(Source records begins)

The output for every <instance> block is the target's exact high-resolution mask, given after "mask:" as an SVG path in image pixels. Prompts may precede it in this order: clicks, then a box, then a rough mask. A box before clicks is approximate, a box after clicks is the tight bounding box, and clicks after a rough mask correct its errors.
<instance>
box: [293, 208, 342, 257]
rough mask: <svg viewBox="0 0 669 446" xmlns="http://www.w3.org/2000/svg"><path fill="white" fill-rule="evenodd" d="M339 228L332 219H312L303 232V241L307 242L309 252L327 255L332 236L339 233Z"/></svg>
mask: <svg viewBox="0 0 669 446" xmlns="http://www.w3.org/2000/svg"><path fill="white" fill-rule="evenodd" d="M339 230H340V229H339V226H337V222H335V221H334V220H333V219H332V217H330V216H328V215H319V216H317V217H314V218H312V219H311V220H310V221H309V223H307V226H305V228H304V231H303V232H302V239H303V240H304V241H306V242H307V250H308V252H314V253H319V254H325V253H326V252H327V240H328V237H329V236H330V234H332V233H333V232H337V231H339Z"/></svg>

(Source records ends)

# [Problem to work on]
Without omitting any record, transcribe the data exactly.

# [Final answer]
The output for every <instance> block is the target's exact high-resolution mask, given after "mask:" as an SVG path in image pixels. Prompts may precede it in this order: clicks, then a box, then a rough mask. A box before clicks is approximate, a box after clicks is the tight bounding box, and clicks after a rough mask correct its errors.
<instance>
box: [293, 208, 342, 257]
rough mask: <svg viewBox="0 0 669 446" xmlns="http://www.w3.org/2000/svg"><path fill="white" fill-rule="evenodd" d="M339 228L332 219H312L303 232V241L307 242L309 252L327 255L332 236L339 233Z"/></svg>
mask: <svg viewBox="0 0 669 446" xmlns="http://www.w3.org/2000/svg"><path fill="white" fill-rule="evenodd" d="M339 230H340V229H339V226H337V222H335V221H334V220H333V219H332V217H330V216H328V215H319V216H317V217H314V218H312V219H311V220H310V221H309V223H307V226H305V228H304V231H303V232H302V239H303V240H304V241H306V242H307V250H308V252H314V253H319V254H325V253H326V252H327V240H328V237H329V236H330V234H332V233H333V232H337V231H339Z"/></svg>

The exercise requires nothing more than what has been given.